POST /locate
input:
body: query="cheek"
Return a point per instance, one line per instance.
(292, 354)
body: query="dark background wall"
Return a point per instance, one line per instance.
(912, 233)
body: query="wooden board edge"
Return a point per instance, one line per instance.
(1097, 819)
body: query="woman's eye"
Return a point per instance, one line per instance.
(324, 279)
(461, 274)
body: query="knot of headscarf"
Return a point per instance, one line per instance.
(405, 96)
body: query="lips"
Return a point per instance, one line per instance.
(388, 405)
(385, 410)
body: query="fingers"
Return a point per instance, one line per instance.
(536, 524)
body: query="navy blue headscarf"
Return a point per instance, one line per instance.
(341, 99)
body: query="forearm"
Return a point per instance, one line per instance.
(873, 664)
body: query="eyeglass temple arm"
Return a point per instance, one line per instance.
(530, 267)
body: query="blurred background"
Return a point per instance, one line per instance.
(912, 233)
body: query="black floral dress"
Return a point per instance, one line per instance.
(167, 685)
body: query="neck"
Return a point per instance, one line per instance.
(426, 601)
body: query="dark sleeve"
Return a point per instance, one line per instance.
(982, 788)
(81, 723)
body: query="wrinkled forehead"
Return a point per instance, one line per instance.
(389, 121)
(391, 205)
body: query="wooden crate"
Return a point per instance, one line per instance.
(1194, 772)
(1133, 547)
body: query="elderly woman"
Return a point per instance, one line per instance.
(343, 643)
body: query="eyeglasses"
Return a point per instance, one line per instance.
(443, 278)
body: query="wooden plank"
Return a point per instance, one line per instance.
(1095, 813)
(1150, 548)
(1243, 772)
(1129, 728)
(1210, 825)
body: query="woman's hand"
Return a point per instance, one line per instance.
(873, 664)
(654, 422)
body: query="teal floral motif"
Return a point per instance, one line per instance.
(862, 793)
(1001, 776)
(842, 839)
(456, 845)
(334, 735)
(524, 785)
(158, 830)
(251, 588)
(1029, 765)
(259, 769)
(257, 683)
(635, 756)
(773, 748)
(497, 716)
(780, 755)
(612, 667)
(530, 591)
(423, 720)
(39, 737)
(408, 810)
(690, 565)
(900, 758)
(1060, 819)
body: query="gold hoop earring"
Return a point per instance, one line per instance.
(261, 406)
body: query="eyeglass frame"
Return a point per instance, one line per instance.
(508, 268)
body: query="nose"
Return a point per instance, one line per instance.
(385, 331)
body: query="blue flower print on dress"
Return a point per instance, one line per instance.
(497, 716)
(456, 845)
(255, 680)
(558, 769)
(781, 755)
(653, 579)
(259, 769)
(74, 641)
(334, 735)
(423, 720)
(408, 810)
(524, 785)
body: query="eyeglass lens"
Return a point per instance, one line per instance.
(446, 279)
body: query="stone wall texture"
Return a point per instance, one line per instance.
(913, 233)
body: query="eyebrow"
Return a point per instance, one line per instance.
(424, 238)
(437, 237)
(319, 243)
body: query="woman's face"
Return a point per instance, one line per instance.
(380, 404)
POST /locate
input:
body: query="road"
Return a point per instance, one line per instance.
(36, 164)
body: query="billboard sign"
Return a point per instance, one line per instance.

**Required work:**
Reproduce the lines of the listing above, starting with its first line and going on through the line that contains "(1210, 825)". Keep every line unchanged except the points, where you add 127 to both numbers of each coordinate pair, and give only those lines.

**Exercise response:**
POST /locate
input:
body: query="cheek"
Return a point per instance, one line per instance.
(419, 481)
body: query="dark background wall"
Return a point per instance, one line per instance.
(1039, 360)
body: query="wooden board edge"
Return a point per instance, one line per instance.
(1224, 946)
body: query="woman's eye"
Return a point per instance, one line per instance.
(451, 406)
(588, 401)
body: query="knot of headscarf"
Return a point per instance, one line per instance.
(532, 223)
body: query="lips"
Return a point per instance, one line per instance.
(515, 532)
(512, 537)
body: query="fingers"
Return a point per instance, one line per instance.
(663, 651)
body: query="navy blue headscarf"
Return a point per instance, one line per instance.
(468, 226)
body: query="forearm"
Return a point per instance, one line per instance.
(1000, 791)
body: query="eyeglass temple arm"
Return a point per instance, one line per instance.
(657, 394)
body: query="blurred background"
Return a point per instance, one line per instance.
(1039, 360)
body: query="black floral dress"
Return a point per instance, one line per instance.
(294, 812)
body: query="neck"
Return a point per instance, one line per instance.
(553, 728)
body: query="dark sleeve"
Return a point per instance, one line per instance.
(1109, 915)
(208, 850)
body: query="wrinkled forehead"
Return a point per instance, one line per instance.
(516, 248)
(518, 332)
body: query="wooden crate"
Return a point per instance, one line per instance.
(1321, 899)
(1260, 674)
body: query="elderly woman"
Return a point per instance, one line per instance.
(470, 770)
body: query="eyeglasses"
Return a point per instance, one line per instance.
(570, 405)
body: query="wooden plank"
Return a point per instance, one line per instance.
(1222, 940)
(1277, 675)
(1370, 899)
(1256, 855)
(1337, 952)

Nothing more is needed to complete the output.